CUPLIKAN HALAMAN
..............................

Pangan-pangan tertentu yang
selama ini nyaris tidak terjangkau daya beli masyarakat, seperti susu dan
daging, niscaya akan bisa diakses oleh rakyat manakala mereka terbebas dari
kungkungan kemiskinan. Berpuluh-puluh tahun kita mengenal empat sehat lima
sempurna, tetapi ironisnya bangsa ini dikenal sebagai bangsa yang sangat
sedikit minum susu.
Tren peningkatan konsumsi susu
di Indonesia berlangsung sangat lambat. Pada 1970 bangsa kita hanya mengonsumsi
susu 1,82 kg/kapita/tahun dan pada 2000 meningkat men jadi 6,50 kg. Jadi,
selama 30 tahun hanya terjadi peningkatan 4,68 kg. Saat ini konsumsi susu
orang Indonesia hanya sekitar 7-8 liter per tahun. Kalau kita ingin mengejar
konsumsi susu seperti orang Amerika (100 liter/kapita/ tahun), mungkin kita
harus menunggu sampai 600 tahun. Revolusi putih untuk menggalakkan minum susu
harus dicanangkan.
Budaya minum susu secara tidak
langsung diperkenalkan oleh penjajah Belanda. Namun, pada saat itu kita
sebagai inlander yang hanya melihat dan mungkin meneteskan air liur di saat
bangsa penjajah menikmati susu. Sementara bangsa Indonesia harus berjuang keras
untuk merebut kemerdekaan sehingga makan pun seadanya. Minum susu sekadar
mimpi di zaman itu.

..............................

ENTRI DATA
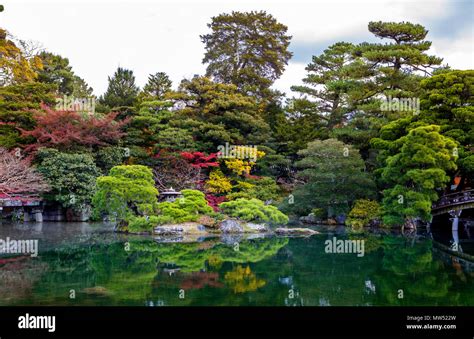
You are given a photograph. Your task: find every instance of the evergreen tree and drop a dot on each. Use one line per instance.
(122, 91)
(249, 50)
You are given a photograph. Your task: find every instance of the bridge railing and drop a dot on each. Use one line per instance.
(454, 199)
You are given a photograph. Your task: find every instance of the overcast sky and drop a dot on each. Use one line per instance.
(152, 36)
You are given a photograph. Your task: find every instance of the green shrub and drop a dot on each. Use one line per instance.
(71, 176)
(126, 191)
(363, 212)
(253, 210)
(142, 224)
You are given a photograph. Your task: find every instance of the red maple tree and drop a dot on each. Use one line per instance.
(200, 160)
(66, 130)
(17, 177)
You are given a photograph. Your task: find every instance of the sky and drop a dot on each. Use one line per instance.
(97, 36)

..............................

DAFTAR TUGAS
• a. Jawablah pertanyaan berikut berdasarkan cuplikan tentang konsumsi susu di Indonesia.
(i) Berapa konsumsi susu bangsa Indonesia per kapita per tahun pada 1970?
(ii) Berapa konsumsi susu orang Amerika menurut cuplikan itu?
(iii) Siapa yang secara tidak langsung memperkenalkan budaya minum susu?
• b. Salin tanpa perubahan bagian cuplikan tentang konsumsi susu yang dibuka dengan kata-kata berisi "Pangan-pangan tertentu yang" dan ditutup dengan "harus dicanangkan.".

KUNCI JAWABAN
• a.
(i) 1,82 kg/kapita/tahun.
(ii) 100 liter/kapita/tahun.
(iii) Penjajah Belanda.

• b.
Pangan-pangan tertentu yang
selama ini nyaris tidak terjangkau daya beli masyarakat, seperti susu dan
daging, niscaya akan bisa diakses oleh rakyat manakala mereka terbebas dari
kungkungan kemiskinan. Berpuluh-puluh tahun kita mengenal empat sehat lima
sempurna, tetapi ironisnya bangsa ini dikenal sebagai bangsa yang sangat
sedikit minum susu.
Tren peningkatan konsumsi susu
di Indonesia berlangsung sangat lambat. Pada 1970 bangsa kita hanya mengonsumsi
susu 1,82 kg/kapita/tahun dan pada 2000 meningkat men jadi 6,50 kg. Jadi,
selama 30 tahun hanya terjadi peningkatan 4,68 kg. Saat ini konsumsi susu
orang Indonesia hanya sekitar 7-8 liter per tahun. Kalau kita ingin mengejar
konsumsi susu seperti orang Amerika (100 liter/kapita/ tahun), mungkin kita
harus menunggu sampai 600 tahun. Revolusi putih untuk menggalakkan minum susu
harus dicanangkan.